Within the data below, find the string "dark" and return each line where it occurs.

(Entries taken from a collection)
=-=-=

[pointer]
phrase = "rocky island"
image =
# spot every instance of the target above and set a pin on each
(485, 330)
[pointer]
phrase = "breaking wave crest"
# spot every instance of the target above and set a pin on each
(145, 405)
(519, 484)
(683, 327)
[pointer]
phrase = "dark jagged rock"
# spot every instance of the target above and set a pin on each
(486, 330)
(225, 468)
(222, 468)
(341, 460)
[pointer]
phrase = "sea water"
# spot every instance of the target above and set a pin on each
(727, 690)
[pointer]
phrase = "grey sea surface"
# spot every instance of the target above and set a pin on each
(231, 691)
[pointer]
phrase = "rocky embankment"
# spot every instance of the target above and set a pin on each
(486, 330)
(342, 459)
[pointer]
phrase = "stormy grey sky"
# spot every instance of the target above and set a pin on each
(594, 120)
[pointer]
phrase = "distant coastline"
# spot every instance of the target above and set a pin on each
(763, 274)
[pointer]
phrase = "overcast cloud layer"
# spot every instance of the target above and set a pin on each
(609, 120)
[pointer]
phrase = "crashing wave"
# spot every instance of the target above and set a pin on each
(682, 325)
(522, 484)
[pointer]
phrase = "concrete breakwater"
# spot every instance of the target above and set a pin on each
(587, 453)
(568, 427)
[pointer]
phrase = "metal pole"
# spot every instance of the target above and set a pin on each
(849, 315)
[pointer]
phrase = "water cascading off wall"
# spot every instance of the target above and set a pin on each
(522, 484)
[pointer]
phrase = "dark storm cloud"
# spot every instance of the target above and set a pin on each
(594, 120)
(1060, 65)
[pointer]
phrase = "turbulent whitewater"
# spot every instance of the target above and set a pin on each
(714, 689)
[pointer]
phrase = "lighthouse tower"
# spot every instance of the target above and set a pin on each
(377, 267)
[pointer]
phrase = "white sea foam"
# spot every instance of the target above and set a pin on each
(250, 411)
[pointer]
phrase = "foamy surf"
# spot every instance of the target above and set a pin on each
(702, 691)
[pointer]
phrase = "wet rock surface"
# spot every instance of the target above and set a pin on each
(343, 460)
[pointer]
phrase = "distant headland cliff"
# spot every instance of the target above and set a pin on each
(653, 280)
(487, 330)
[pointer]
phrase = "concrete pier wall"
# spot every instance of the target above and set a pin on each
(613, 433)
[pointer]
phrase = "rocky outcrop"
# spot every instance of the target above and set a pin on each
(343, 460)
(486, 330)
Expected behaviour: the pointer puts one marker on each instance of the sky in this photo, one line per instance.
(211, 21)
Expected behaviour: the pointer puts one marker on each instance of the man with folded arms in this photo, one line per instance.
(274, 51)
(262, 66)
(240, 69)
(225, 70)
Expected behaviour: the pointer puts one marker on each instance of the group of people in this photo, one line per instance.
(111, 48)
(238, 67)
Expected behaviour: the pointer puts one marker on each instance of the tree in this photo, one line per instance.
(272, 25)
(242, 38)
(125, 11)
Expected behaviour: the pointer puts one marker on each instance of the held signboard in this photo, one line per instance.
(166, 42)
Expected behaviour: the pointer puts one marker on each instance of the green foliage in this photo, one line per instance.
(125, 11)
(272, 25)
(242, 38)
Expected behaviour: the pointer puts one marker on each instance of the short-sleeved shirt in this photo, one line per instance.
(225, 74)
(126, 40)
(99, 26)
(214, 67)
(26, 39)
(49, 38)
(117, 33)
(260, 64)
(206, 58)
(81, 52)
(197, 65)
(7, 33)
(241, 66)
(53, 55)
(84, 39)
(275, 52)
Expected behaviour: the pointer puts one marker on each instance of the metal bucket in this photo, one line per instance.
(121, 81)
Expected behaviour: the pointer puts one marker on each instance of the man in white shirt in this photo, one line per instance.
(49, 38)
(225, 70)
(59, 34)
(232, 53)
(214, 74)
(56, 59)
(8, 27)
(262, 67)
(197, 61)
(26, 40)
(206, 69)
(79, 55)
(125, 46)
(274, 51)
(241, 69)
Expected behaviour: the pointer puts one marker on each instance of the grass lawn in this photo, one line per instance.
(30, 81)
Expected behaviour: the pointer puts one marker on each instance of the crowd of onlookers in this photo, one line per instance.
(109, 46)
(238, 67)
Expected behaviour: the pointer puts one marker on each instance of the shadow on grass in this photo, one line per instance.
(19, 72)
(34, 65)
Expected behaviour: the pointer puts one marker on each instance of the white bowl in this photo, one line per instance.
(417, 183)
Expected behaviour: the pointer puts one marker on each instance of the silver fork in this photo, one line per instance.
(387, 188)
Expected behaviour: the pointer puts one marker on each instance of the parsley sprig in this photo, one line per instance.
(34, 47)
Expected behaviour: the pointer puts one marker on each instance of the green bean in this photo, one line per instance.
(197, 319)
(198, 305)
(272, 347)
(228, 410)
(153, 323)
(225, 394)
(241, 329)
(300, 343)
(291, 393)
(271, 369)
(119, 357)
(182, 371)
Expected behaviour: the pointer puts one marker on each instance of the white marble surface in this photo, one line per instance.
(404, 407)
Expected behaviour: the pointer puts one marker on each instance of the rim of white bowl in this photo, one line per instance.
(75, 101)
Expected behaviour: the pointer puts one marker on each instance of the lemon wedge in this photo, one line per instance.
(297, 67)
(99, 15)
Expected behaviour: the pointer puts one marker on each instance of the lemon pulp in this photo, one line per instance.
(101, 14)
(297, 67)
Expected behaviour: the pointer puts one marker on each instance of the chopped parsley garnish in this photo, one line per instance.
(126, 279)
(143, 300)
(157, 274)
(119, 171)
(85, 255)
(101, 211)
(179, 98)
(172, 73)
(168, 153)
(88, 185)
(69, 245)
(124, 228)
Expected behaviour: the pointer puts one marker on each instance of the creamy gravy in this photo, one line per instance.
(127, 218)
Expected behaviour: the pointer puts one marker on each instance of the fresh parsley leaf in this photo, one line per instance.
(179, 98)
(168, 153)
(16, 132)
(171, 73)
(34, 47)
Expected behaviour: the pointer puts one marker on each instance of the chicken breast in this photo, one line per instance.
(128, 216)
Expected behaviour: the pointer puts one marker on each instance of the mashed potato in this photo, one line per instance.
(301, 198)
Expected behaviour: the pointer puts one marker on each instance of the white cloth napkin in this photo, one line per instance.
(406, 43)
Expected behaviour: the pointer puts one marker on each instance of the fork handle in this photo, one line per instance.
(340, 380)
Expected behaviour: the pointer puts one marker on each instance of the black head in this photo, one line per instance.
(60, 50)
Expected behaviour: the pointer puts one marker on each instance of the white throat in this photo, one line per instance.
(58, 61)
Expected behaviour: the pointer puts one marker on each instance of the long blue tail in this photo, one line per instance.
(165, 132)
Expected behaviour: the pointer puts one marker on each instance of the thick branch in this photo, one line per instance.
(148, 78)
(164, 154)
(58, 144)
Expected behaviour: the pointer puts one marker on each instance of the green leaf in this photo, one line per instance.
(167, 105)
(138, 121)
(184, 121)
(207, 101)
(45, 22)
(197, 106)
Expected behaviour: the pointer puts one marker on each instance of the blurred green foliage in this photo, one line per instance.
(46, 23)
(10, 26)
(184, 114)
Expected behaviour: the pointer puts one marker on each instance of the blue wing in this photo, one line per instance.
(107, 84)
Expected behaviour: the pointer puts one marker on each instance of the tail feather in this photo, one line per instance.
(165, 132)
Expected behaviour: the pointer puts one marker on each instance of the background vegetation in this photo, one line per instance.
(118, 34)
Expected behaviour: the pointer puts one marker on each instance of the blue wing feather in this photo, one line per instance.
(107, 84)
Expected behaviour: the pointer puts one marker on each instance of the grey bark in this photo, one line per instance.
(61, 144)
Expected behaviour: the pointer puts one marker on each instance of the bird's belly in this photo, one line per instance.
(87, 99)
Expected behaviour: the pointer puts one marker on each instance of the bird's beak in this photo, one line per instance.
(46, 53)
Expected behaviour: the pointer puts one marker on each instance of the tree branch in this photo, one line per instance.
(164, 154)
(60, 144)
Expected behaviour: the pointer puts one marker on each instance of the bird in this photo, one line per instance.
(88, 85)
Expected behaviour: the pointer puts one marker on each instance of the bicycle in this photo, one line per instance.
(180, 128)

=-=-=

■ **Output of the task**
phrase = "dark jagged rock"
phrase = "dark storm cloud"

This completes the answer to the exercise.